## start EXTRACTED TEXT

The British Arctic Expedition of 1875–1876, led by Sir George Strong Nares, was sent by the British Admiralty to attempt to reach the North Pole via Smith Sound.

Although the expedition failed to reach the North Pole, the coasts of Greenland and Ellesmere Island were extensively explored and large amounts of scientific data were collected.

History
Two ships,  and —captained by Henry Frederick Stephenson—sailed from Portsmouth on 29 May 1875.

On this expedition, Nares became the first explorer to take his ships all the way north through the channel between Greenland and Ellesmere Island —now named Nares Strait in his honour— to the Lincoln Sea. Up to this time, it had been a popular theory that this route would lead to the supposed Open Polar Sea, an ice-free region surrounding the pole, but Nares found only a wasteland of ice.

A sledging party under Commander Albert Hastings Markham set a new record, Farthest North of 83° 20′ 26″ N. Meanwhile, senior lieutenant Lewis Beaumont led another dogsled party from Discovery Harbour heading eastward in April 1876 to explore the northwestern shores of Greenland, reaching Sherard Osborn Fjord before turning back on 22 May.

## end EXTRACTED TEXT
## start LISTING

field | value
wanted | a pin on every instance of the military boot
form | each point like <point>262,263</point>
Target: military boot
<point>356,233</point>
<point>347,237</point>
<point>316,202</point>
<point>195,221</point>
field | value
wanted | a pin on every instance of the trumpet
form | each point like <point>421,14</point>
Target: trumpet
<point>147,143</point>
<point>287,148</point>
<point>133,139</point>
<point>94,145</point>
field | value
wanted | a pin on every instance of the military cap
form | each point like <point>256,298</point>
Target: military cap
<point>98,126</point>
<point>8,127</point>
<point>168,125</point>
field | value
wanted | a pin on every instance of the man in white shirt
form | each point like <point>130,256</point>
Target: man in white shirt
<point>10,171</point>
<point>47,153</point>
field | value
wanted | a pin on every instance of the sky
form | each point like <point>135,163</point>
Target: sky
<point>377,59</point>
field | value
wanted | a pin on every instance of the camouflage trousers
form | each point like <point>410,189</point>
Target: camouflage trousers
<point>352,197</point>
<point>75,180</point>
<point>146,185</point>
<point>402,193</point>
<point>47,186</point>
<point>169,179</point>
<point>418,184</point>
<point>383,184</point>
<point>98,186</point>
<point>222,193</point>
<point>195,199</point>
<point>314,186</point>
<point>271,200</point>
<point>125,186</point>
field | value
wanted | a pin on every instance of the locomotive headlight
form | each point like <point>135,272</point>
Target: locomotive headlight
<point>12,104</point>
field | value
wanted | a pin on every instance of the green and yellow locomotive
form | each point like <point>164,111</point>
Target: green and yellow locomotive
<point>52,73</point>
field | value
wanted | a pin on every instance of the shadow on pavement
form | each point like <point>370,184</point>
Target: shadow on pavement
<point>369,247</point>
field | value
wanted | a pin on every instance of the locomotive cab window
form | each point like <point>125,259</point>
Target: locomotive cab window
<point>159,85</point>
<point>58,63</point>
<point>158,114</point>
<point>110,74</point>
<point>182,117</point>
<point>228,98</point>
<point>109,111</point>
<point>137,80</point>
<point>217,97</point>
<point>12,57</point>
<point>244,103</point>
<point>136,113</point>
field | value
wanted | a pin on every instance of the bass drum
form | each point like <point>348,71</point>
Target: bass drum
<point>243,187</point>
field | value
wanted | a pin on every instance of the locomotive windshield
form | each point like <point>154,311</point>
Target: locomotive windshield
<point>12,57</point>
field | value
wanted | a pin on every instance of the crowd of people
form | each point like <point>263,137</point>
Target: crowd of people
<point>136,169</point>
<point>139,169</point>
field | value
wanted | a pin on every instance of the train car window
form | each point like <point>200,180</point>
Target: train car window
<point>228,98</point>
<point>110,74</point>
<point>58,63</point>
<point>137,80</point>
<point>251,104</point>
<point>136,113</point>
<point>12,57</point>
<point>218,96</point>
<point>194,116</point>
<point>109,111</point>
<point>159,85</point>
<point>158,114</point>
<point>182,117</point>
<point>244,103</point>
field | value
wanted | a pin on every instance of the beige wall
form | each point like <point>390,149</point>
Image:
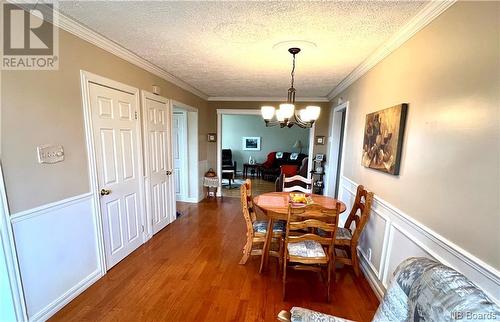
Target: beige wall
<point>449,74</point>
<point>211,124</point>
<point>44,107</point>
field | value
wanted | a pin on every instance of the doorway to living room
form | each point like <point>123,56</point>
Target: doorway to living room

## end LISTING
## start LISTING

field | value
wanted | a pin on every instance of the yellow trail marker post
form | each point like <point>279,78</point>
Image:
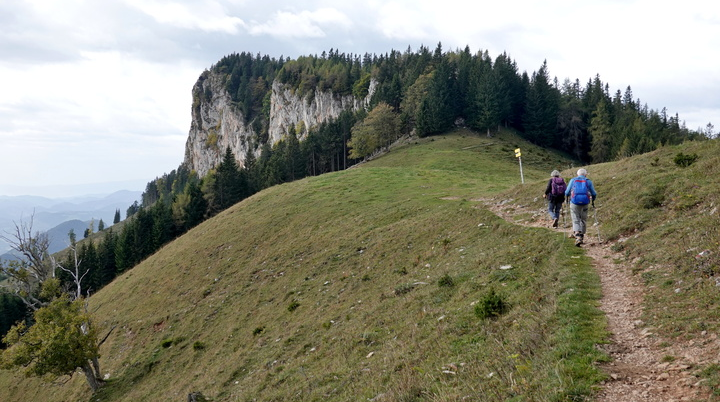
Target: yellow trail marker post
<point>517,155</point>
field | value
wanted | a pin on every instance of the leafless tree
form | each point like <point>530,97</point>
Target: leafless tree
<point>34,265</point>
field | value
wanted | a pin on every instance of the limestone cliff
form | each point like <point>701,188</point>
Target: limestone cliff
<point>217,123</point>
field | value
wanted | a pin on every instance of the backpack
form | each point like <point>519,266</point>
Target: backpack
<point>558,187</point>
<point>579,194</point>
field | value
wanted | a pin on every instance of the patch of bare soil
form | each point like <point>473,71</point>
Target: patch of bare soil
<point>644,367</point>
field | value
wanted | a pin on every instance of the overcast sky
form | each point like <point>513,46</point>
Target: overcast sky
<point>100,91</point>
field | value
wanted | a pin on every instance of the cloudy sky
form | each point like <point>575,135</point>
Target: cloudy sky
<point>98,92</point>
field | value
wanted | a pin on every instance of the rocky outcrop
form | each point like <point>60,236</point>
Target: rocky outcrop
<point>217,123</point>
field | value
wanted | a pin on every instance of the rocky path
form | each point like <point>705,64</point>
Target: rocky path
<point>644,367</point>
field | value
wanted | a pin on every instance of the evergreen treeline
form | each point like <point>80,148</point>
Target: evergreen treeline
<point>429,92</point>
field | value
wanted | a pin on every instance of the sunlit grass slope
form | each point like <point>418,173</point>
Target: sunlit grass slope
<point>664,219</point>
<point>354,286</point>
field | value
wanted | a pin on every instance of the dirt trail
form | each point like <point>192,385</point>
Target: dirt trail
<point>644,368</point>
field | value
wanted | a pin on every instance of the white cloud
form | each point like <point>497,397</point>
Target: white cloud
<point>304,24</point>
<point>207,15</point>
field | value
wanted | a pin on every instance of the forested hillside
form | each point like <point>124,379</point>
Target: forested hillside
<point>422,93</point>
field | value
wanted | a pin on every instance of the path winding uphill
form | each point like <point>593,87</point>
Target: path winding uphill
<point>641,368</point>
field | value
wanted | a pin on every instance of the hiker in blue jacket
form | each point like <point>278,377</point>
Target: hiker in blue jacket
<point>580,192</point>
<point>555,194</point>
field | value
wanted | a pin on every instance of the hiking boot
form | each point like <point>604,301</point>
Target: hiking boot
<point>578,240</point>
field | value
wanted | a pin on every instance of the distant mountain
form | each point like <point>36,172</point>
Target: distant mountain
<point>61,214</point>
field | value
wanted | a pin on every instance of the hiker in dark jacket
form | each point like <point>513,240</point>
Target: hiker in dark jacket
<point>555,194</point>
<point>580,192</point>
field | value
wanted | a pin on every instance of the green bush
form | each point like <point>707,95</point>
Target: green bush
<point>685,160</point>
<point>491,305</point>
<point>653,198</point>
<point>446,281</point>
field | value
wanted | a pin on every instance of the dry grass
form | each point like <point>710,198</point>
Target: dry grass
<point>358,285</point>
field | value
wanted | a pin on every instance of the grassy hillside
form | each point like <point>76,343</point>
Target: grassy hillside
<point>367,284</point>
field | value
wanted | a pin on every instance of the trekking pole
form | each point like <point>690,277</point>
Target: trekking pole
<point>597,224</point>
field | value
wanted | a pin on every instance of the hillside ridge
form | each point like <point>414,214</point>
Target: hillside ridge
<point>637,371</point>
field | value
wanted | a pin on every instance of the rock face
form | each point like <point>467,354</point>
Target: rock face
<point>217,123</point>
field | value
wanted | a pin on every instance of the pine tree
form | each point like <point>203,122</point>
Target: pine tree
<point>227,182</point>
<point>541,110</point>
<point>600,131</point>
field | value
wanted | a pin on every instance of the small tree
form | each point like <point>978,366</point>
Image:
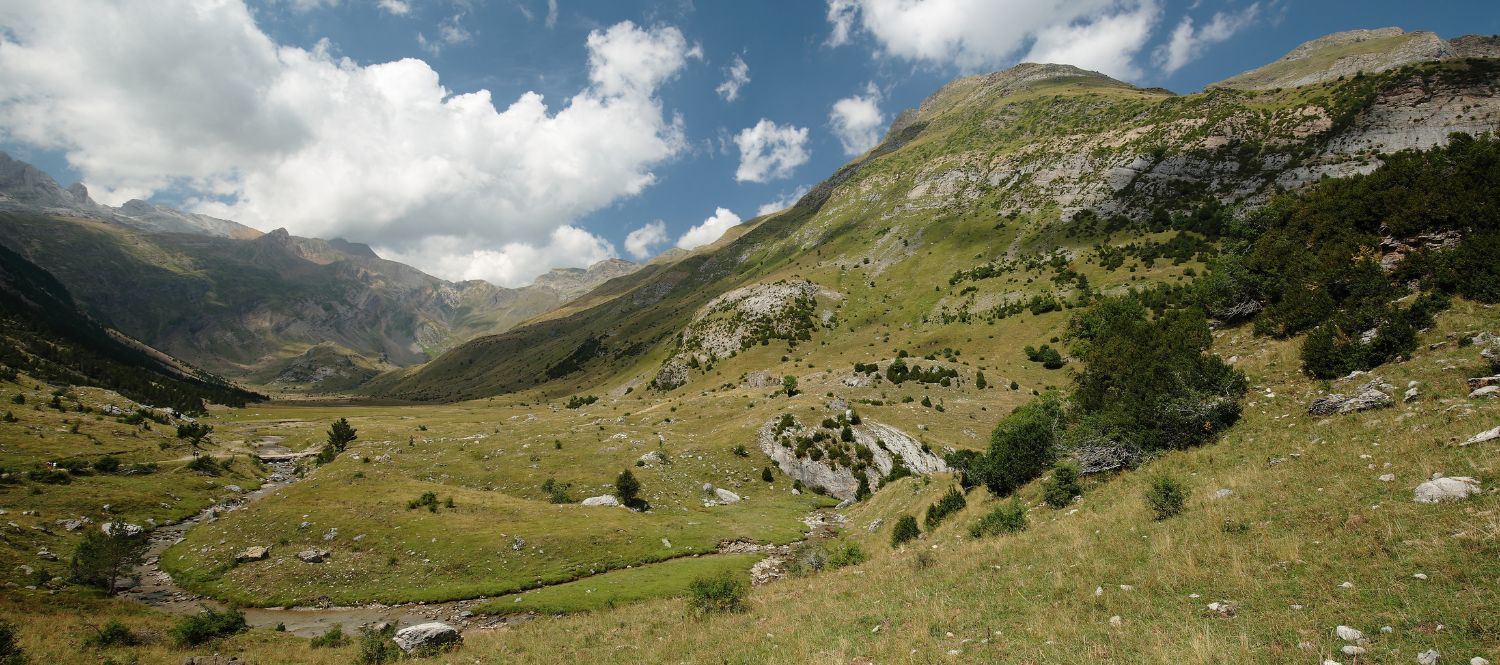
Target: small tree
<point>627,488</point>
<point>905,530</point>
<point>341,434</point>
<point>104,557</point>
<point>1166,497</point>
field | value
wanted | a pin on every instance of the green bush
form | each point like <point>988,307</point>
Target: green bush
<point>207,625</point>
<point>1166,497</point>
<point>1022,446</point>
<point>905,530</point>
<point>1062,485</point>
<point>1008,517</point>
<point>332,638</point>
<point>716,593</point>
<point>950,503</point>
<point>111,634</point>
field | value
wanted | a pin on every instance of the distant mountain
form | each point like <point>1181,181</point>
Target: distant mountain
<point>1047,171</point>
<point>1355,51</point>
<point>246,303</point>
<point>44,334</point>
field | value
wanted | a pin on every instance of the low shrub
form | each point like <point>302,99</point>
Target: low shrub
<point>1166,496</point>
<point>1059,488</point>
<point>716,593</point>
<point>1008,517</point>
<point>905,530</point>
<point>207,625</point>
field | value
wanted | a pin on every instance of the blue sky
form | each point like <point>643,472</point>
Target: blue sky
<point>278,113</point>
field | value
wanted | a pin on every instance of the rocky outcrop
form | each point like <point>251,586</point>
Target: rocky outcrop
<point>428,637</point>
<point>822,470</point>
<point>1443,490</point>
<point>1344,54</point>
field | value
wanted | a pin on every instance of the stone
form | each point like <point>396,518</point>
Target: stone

## end LISTING

= ACTIONS TO TAKE =
a: Answer these questions using the text on the British Arctic Expedition:
(i) Who led the expedition?
(ii) What record did the sledging party under Commander Albert Hastings Markham set?
(iii) What place did Lewis Beaumont's party reach before turning back on 22 May?
b: Carry the text on the British Arctic Expedition forward from its last sentence.
None of the data is needed.

= IN RESPONSE =
a:
(i) Sir George Strong Nares
(ii) Farthest North of 83° 20′ 26″ N
(iii) Sherard Osborn Fjord

b:
Overall the expedition was a near-disaster. The men suffered badly from scurvy and were hampered by inappropriate clothing and equipment. Realising that his men could not survive another winter in the ice, Nares hastily retreated southward with both his ships in the summer of 1876. However, naval personnel and topographers, among them Thomas Mitchell, did succeed in documenting, by photograph, the Northern indigenous peoples and landscapes of what would become Canada's Northwest Territories and, later, Nunavut.

The expedition included Petty Officer Adam Ayles, after whom both the Ayles Ice Shelf and Mount Ayles are named. Other features named after the expedition include the Markham Ice Shelf, Nares Strait, Repulse Harbour and Alert, the most northerly permanently inhabited place on earth. Pelham Aldrich was a lieutenant on the expedition and commanded the Western Sledge Party to Ellesmere Island, where Cape Aldrich was named in his honour.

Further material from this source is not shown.